● **Dataset excerpt**
┏━━

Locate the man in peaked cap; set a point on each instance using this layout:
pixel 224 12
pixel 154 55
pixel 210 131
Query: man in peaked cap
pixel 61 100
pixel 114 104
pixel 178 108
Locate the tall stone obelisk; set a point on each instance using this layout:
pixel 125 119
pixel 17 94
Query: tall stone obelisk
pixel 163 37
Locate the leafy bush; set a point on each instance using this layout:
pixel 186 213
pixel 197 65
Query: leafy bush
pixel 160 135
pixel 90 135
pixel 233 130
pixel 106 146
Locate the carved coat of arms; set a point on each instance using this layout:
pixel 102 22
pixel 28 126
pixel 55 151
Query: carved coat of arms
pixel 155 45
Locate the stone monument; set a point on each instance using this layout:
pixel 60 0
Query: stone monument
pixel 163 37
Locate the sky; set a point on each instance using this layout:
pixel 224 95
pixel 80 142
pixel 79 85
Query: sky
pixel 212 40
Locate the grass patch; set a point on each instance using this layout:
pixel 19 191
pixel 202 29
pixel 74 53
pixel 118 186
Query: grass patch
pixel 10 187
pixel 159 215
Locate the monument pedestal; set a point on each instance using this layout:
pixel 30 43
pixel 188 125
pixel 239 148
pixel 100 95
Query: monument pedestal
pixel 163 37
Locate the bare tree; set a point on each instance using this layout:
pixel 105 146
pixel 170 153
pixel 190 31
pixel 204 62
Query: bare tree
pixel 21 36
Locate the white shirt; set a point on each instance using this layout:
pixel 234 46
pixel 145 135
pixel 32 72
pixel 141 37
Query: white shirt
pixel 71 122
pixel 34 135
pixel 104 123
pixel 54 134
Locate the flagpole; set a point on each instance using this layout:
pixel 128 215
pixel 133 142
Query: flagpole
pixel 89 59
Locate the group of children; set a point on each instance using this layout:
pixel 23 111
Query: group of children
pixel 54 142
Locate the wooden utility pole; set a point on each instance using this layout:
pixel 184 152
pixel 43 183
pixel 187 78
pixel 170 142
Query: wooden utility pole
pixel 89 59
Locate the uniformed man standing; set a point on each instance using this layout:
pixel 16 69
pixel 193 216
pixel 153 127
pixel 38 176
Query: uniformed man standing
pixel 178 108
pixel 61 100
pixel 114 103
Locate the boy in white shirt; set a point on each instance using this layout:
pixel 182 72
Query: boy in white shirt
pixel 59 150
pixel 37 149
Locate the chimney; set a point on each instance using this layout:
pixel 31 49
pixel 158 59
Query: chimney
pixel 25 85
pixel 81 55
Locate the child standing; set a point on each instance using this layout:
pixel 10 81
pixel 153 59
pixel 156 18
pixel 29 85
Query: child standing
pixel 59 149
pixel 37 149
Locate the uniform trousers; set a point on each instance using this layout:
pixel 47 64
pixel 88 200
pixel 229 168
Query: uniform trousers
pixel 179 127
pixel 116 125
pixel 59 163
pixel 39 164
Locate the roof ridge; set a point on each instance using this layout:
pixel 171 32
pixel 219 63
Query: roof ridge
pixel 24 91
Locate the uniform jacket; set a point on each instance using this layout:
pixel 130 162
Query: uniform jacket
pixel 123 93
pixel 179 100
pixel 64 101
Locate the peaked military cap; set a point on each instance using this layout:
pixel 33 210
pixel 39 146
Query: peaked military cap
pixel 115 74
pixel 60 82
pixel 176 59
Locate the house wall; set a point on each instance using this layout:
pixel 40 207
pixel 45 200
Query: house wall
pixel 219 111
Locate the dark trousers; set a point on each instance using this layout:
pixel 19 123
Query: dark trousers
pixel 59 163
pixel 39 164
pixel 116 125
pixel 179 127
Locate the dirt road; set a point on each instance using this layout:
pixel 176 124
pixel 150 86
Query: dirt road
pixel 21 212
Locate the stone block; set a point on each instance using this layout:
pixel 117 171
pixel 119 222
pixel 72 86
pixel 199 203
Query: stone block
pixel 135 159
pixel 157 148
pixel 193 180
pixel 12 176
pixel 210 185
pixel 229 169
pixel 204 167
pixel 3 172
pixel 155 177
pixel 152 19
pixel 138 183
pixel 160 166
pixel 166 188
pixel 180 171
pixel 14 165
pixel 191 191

┗━━

Could you lay out every line of the data above as a JSON list of strings, one string per line, with blank lines left out?

● **The completed task**
[
  "Locate the man in peaked cap; set a point on each instance using this layout:",
  "pixel 224 12",
  "pixel 154 55",
  "pixel 210 131",
  "Query: man in peaked cap",
  "pixel 61 100",
  "pixel 114 104",
  "pixel 178 108",
  "Locate the tall stone obelisk; set a point on each instance using this layout:",
  "pixel 125 119",
  "pixel 17 94",
  "Query: tall stone obelisk",
  "pixel 163 37",
  "Locate the leafy bush; set a point on each instance using this layout:",
  "pixel 186 213",
  "pixel 197 65",
  "Query: leafy bush",
  "pixel 160 135",
  "pixel 90 135",
  "pixel 233 130",
  "pixel 106 146",
  "Locate the carved coat of arms; set a point on each instance using this layout:",
  "pixel 102 22",
  "pixel 28 126",
  "pixel 55 151",
  "Query: carved coat of arms",
  "pixel 155 45",
  "Locate the stone monument; set a point on each instance using this layout:",
  "pixel 60 0",
  "Query: stone monument",
  "pixel 163 37",
  "Locate the sky; set a point on each instance using this layout:",
  "pixel 224 95",
  "pixel 80 142",
  "pixel 79 85",
  "Query: sky",
  "pixel 212 40",
  "Locate the grass patch; set a point on each instance using this layout:",
  "pixel 19 191",
  "pixel 202 29",
  "pixel 74 53",
  "pixel 118 186",
  "Query: grass patch",
  "pixel 10 187",
  "pixel 159 215",
  "Locate the monument pedestal; set a point on each instance using this layout:",
  "pixel 30 43",
  "pixel 188 125",
  "pixel 239 148",
  "pixel 100 95",
  "Query: monument pedestal",
  "pixel 163 37",
  "Locate the bare tree; set a point on each instance using this layout:",
  "pixel 105 146",
  "pixel 170 153",
  "pixel 190 31",
  "pixel 204 62",
  "Query: bare tree",
  "pixel 21 36",
  "Locate the white shirt; set a point on each instance using this layout:",
  "pixel 234 46",
  "pixel 145 135",
  "pixel 32 72",
  "pixel 141 37",
  "Query: white shirt",
  "pixel 71 122",
  "pixel 34 135",
  "pixel 104 123",
  "pixel 54 134",
  "Locate the flagpole; set a point on each instance using this layout:",
  "pixel 128 215",
  "pixel 133 142",
  "Query: flagpole",
  "pixel 89 59",
  "Locate the group of children; set a point on each instance using this layout:",
  "pixel 23 111",
  "Query: group of children",
  "pixel 54 142",
  "Locate the wooden utility pole; set a point on each instance using this layout:",
  "pixel 184 152",
  "pixel 43 183",
  "pixel 187 78",
  "pixel 170 142",
  "Query: wooden utility pole",
  "pixel 89 59",
  "Locate the uniformed man standing; set a point on each instance using this layout:",
  "pixel 16 69",
  "pixel 193 216",
  "pixel 153 127",
  "pixel 38 176",
  "Query: uniformed man standing",
  "pixel 178 108",
  "pixel 61 100",
  "pixel 114 103",
  "Locate the boy in white shirt; set a point on each instance using this layout:",
  "pixel 182 72",
  "Query: boy in white shirt",
  "pixel 59 150",
  "pixel 37 149",
  "Locate the chimney; set a point on each instance using this layout:",
  "pixel 31 49",
  "pixel 158 59",
  "Query: chimney",
  "pixel 25 85",
  "pixel 81 55",
  "Locate the child standing; set a point on each instance using this layout:",
  "pixel 10 81",
  "pixel 153 59",
  "pixel 156 18",
  "pixel 29 85",
  "Query: child standing",
  "pixel 59 149",
  "pixel 37 149",
  "Locate the uniform trousers; set a point on each instance using this layout:",
  "pixel 47 64",
  "pixel 88 200",
  "pixel 229 168",
  "Query: uniform trousers",
  "pixel 179 127",
  "pixel 116 125",
  "pixel 59 163",
  "pixel 39 164",
  "Locate the roof ridge; set a point on each instance using this layout:",
  "pixel 171 32",
  "pixel 219 63",
  "Query: roof ridge",
  "pixel 24 91",
  "Locate the uniform jacket; set a point on each instance using this layout:",
  "pixel 130 162",
  "Query: uniform jacket",
  "pixel 123 93",
  "pixel 179 100",
  "pixel 64 101",
  "Locate the peaked military cap; set a point on each instance using this layout:",
  "pixel 33 210",
  "pixel 39 146",
  "Query: peaked military cap",
  "pixel 115 74",
  "pixel 60 82",
  "pixel 176 59",
  "Locate the house wall; set a point on each instance using this layout:",
  "pixel 40 207",
  "pixel 45 200",
  "Query: house wall",
  "pixel 219 111",
  "Locate the dark trousers; set a point on each instance using this layout:",
  "pixel 19 123",
  "Query: dark trousers",
  "pixel 59 163",
  "pixel 39 164",
  "pixel 116 125",
  "pixel 179 127",
  "Locate the dirt road; set a point on each instance using this layout:",
  "pixel 176 124",
  "pixel 150 86",
  "Query: dirt road",
  "pixel 21 212",
  "Locate the stone block; set a point on each instance using this layout:",
  "pixel 117 171",
  "pixel 119 222",
  "pixel 72 86",
  "pixel 199 203",
  "Query: stone block",
  "pixel 135 159",
  "pixel 157 148",
  "pixel 193 180",
  "pixel 12 176",
  "pixel 210 185",
  "pixel 229 169",
  "pixel 204 167",
  "pixel 3 172",
  "pixel 155 177",
  "pixel 152 19",
  "pixel 138 183",
  "pixel 160 166",
  "pixel 166 188",
  "pixel 180 171",
  "pixel 14 165",
  "pixel 191 191"
]